**EXERCISE BRIEF:** Would you retype every line below without changing anything?

───

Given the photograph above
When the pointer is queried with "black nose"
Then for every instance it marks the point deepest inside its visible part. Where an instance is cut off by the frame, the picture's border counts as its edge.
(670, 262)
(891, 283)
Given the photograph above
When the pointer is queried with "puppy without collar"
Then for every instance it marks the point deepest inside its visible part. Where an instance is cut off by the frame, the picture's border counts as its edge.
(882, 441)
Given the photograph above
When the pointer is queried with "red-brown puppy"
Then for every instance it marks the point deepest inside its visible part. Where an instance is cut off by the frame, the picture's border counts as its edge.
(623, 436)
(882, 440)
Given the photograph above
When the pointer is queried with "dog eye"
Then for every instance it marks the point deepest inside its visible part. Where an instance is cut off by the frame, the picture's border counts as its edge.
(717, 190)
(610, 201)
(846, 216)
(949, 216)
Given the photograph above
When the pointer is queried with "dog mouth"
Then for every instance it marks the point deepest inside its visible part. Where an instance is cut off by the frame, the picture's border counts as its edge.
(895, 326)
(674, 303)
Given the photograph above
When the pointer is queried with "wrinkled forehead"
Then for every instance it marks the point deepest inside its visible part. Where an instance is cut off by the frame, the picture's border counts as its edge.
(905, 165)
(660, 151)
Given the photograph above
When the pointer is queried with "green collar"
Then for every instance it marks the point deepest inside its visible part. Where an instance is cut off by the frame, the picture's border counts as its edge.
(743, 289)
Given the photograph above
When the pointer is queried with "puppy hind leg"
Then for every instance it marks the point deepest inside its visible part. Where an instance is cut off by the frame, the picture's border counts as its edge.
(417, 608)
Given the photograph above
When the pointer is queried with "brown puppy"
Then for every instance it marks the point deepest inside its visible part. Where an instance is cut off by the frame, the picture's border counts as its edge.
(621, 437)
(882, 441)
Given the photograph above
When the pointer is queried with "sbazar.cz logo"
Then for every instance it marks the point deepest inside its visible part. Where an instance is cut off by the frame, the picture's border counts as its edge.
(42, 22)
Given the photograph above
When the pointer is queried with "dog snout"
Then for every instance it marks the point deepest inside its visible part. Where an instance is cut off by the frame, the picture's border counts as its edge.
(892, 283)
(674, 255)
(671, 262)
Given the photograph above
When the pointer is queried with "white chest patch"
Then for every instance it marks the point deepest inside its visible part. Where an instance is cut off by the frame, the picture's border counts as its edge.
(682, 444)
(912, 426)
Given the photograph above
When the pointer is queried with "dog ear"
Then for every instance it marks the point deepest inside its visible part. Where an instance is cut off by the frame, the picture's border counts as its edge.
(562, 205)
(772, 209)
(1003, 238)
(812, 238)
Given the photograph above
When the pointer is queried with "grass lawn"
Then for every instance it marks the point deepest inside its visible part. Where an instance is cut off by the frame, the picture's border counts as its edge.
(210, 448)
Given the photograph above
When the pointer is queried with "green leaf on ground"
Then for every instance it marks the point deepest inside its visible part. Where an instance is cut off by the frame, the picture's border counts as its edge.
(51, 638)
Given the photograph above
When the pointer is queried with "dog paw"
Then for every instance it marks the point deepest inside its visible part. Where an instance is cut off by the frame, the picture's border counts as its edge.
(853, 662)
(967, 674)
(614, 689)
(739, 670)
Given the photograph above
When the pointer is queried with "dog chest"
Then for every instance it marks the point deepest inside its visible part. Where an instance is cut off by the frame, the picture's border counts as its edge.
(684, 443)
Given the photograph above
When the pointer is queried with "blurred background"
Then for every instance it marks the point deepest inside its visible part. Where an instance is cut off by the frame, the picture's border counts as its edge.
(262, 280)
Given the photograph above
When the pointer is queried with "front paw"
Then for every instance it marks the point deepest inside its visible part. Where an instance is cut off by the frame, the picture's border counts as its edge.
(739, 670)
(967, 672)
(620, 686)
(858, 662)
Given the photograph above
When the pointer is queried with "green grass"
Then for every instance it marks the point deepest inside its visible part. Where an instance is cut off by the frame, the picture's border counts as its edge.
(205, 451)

───

**EXERCISE ANSWER:**
Given the photograph above
When the pointer is queried with "black nose"
Then for every instance it marks the point deepest inside its visible part. Where an instance is cut off by the frame, the picture's border counts as its edge.
(670, 262)
(891, 283)
Given the photograph above
When the pointer is queried with "puppy without collar"
Then for every instance it marks the point deepest inside its visible part. Where an instance is cut off by the frame, the picture's border counts as its edge.
(882, 441)
Given the photograph above
When the pointer is queried with "red-brown puppy"
Then for every instance it marks the point deepest inside its visible part. Where an instance is cut off by the frame, the picture's border counts as its edge.
(623, 436)
(882, 440)
Given the photograph above
When the pointer is queried with "dog eye"
Then for every instance it marks the point deepest inside its visible part. Where an instance is cut off by the frame, the picture's border counts as its edge.
(717, 190)
(610, 201)
(846, 216)
(949, 216)
Given the photograph above
When the pointer is queried with "dog mouth"
Then for every instance it marks the point deepest inside its visible part. Where an instance is cut off by the frame, the picture's border counts as its edge.
(895, 326)
(674, 303)
Given the photograph above
When the pointer is queried with "wrinkled forehead"
Then for every instance it marks the point deepest inside its visible part. Where an instance is cut off by the frame, the picture's border counts as its edge.
(905, 165)
(660, 151)
Given the photograph above
When the pointer is queried with "green collar"
Then for every instance it marks the point deepest inside its visible part. Where an instance is cut off by the frame, the picture's border counts as its edge.
(743, 289)
Given the photograph above
When the pointer is queried with "puppy hind leg"
Then for every instance it marks the point deepest inside its visible part. Where an instance is cut off by the frame, the picture's border counts as its edge.
(417, 608)
Given the photograph above
When the pointer is queried with "brown puppy"
Then for every instance it marks the point deepest inside its visible part. Where an instance is cut off by the frame, the picture's border counts as its edge.
(621, 437)
(882, 441)
Given the photograph above
When the pointer is queried with "sbazar.cz logo"
Then for every instance it marks the point deepest inside its visible part. Where an instance is cut off by the frame, the picture's border counts as its edge.
(42, 22)
Given the photograph above
When the pointer is queried with "dog snout"
Then for every instance it marks the point deepest inside its visible part. Where an instance is cut off by the frame, the picture's border counts as its edge.
(892, 283)
(674, 255)
(671, 262)
Given the photograph above
When the pointer is queried with "white chest patch"
Then for every instance it marks the point deepest inside its visible part. Where an instance is cut off by the frame, the picture's border counts as its edge.
(682, 444)
(912, 426)
Given the photograph above
When the pointer is queried with "dog ear"
Then for every instance it marks the point deepest inside its visible part. Where an instance is cut off by the frame, the picture's border counts as its edge.
(562, 205)
(772, 209)
(1003, 238)
(812, 238)
Given the photograph above
When the pointer is queried with "grass lawn"
Then for every instance it marks the point deepest inside its visible part. Where an instance is cut off by the frame, the picture's border counts as its edge.
(210, 448)
Given the photograph above
When the pointer is queried with "green leaf on ground"
Then for every instance it marks the point deepest inside its visible part. Where an instance is cut off by the frame, the picture's border counts as its edge.
(51, 638)
Given the photograph above
When the pointer is queried with "dog paw"
Then for every instance it marks the point deepest inside its visible part. Where an instance is cut off by the frame, the picture's border counts as its edge.
(853, 662)
(967, 674)
(614, 689)
(739, 670)
Given the photograph above
When the pointer is queried with "dog chest"
Then for every instance it marks the point deepest inside its visible part. Where an instance is cut off by the frame, the picture's border counts as its edge.
(684, 443)
Given the photograph above
When the pointer is queried with "blurred background"
Then for every instance it marks the point deepest inside its visible part. Where an instance is cut off by the frame, the picture's border counts as its edge.
(262, 280)
Given the photograph above
When the pointer is queried with "front paw"
Then for every instance it marks the point deepest inside its visible part. Where an instance is cut off by the frame, the picture's border counts as its edge.
(739, 670)
(967, 672)
(620, 686)
(858, 662)
Given the photograph above
When the pointer is queried with "green grass"
Then for every instance it marks the point deepest inside its visible part. Where an instance is cut off by the frame, the picture's border counts as its edge.
(205, 451)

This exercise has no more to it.